- **Problem requirements**:
Keep every line of the data below that has the string "Target" and present those lines.

### Data provided ###

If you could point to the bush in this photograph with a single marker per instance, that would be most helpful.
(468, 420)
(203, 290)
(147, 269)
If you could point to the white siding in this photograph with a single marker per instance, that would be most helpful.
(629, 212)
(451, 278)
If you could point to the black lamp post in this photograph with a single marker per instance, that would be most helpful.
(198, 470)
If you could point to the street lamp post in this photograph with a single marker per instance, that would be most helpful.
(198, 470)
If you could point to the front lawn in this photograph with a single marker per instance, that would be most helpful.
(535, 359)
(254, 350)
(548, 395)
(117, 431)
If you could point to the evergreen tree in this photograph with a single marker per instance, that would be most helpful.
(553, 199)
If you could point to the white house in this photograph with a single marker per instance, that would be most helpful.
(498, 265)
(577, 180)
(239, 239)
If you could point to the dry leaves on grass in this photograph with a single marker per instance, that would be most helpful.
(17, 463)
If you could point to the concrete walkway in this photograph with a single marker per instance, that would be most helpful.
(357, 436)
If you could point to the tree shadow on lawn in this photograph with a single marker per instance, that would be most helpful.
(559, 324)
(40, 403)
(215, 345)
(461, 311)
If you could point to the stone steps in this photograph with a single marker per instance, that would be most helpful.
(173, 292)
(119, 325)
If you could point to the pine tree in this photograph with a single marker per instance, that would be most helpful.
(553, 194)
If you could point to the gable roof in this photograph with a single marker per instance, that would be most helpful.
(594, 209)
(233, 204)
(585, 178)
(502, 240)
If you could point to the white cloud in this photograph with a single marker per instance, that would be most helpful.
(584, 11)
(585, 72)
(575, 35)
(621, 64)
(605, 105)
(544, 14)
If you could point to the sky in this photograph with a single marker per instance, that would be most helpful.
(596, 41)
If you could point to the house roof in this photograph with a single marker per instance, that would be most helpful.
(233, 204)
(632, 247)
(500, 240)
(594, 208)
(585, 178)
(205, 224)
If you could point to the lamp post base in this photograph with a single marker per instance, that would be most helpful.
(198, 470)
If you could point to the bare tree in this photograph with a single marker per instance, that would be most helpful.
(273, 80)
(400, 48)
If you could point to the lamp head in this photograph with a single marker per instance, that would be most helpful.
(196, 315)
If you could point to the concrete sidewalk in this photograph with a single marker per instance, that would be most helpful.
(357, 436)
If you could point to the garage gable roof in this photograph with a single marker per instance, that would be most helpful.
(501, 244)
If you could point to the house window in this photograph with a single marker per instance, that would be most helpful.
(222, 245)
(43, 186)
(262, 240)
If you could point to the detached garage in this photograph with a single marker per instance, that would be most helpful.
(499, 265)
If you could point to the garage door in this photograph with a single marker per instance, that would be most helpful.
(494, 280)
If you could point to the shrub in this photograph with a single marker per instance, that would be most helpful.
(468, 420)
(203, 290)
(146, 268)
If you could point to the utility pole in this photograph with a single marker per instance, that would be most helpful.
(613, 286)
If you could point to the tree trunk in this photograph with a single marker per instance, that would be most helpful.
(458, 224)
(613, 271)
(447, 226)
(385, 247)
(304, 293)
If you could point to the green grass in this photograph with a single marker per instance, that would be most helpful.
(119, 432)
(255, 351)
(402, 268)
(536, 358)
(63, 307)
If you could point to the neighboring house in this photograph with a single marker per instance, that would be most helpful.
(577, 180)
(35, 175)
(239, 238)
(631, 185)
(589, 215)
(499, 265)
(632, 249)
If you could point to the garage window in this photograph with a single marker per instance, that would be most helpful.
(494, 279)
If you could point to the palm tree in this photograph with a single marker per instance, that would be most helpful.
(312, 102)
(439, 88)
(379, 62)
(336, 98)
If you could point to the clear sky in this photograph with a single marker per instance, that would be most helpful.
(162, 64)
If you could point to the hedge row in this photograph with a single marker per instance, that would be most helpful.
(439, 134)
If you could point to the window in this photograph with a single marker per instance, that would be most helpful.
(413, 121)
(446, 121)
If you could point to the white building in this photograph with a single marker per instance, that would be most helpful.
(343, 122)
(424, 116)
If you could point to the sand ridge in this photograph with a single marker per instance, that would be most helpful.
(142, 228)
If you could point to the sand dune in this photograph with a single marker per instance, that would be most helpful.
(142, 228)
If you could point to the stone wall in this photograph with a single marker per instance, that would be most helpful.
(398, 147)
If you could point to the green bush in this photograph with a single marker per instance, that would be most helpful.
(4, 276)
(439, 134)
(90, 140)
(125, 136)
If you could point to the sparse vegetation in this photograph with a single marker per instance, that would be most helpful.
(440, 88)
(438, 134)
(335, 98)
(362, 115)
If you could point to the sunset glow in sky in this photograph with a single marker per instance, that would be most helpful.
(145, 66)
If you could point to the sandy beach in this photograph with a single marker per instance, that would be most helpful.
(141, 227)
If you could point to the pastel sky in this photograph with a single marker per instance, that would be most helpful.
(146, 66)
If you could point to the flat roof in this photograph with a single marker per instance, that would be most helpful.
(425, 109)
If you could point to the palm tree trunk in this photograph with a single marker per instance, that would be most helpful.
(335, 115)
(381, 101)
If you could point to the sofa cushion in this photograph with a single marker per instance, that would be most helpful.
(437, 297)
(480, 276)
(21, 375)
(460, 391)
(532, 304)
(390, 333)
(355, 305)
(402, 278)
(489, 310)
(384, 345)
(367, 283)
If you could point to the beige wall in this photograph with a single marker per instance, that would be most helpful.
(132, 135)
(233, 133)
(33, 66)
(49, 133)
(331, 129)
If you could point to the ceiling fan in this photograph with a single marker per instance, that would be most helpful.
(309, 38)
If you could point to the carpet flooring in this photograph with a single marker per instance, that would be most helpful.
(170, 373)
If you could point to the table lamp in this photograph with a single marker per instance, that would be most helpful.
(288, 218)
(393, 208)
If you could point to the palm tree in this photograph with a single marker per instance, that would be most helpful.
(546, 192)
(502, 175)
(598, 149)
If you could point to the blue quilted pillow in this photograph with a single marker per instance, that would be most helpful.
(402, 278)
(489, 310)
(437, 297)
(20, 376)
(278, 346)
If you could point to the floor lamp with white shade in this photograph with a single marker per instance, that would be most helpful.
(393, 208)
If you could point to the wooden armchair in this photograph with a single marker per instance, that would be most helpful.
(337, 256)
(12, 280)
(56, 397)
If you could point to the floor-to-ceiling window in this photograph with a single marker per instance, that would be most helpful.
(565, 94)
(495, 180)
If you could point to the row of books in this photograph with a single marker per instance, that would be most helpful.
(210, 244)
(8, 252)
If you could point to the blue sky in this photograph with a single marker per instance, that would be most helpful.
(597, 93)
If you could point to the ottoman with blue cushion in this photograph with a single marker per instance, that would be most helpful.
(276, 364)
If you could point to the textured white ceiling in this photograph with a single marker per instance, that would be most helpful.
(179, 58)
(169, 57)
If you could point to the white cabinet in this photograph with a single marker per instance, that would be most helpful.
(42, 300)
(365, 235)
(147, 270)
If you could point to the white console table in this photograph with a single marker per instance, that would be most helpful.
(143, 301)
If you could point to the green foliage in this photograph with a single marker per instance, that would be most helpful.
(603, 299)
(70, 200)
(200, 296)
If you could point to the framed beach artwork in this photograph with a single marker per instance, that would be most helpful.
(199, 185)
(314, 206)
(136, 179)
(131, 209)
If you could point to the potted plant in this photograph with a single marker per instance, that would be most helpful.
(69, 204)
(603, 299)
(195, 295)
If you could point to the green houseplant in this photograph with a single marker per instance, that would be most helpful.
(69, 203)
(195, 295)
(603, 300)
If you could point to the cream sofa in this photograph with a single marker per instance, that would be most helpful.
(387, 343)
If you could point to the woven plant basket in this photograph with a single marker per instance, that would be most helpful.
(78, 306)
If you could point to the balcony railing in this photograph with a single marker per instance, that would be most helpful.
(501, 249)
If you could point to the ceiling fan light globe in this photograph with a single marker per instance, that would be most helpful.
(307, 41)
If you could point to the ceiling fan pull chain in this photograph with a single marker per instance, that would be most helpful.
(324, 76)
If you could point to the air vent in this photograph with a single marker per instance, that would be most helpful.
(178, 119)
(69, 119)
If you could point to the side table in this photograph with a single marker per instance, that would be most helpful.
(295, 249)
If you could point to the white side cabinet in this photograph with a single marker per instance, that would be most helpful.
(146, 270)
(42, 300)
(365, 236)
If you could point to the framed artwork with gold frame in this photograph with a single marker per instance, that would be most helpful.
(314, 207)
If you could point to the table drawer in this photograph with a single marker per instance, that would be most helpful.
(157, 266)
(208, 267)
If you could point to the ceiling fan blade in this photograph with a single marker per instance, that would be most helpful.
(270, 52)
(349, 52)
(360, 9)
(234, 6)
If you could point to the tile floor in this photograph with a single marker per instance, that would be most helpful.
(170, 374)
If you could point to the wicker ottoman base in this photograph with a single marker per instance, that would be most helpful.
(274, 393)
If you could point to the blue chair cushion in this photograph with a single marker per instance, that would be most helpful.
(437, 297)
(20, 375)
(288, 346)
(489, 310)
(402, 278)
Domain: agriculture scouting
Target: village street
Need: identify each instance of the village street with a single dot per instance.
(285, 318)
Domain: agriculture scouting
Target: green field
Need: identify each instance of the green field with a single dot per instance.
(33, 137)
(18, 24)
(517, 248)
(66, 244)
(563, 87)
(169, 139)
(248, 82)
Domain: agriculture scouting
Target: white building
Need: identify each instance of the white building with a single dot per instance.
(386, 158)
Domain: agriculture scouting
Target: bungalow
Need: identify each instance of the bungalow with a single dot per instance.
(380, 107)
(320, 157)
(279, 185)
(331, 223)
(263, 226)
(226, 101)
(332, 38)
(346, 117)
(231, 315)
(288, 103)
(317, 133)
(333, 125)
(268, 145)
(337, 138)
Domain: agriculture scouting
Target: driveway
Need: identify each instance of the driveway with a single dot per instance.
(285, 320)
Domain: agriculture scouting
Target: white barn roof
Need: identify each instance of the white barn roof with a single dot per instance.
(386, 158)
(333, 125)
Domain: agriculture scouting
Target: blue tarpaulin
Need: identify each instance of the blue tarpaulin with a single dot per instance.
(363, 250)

###

- **Result below**:
Target: village street
Target: green field
Target: white building
Target: bungalow
Target: driveway
Target: white barn roof
Target: blue tarpaulin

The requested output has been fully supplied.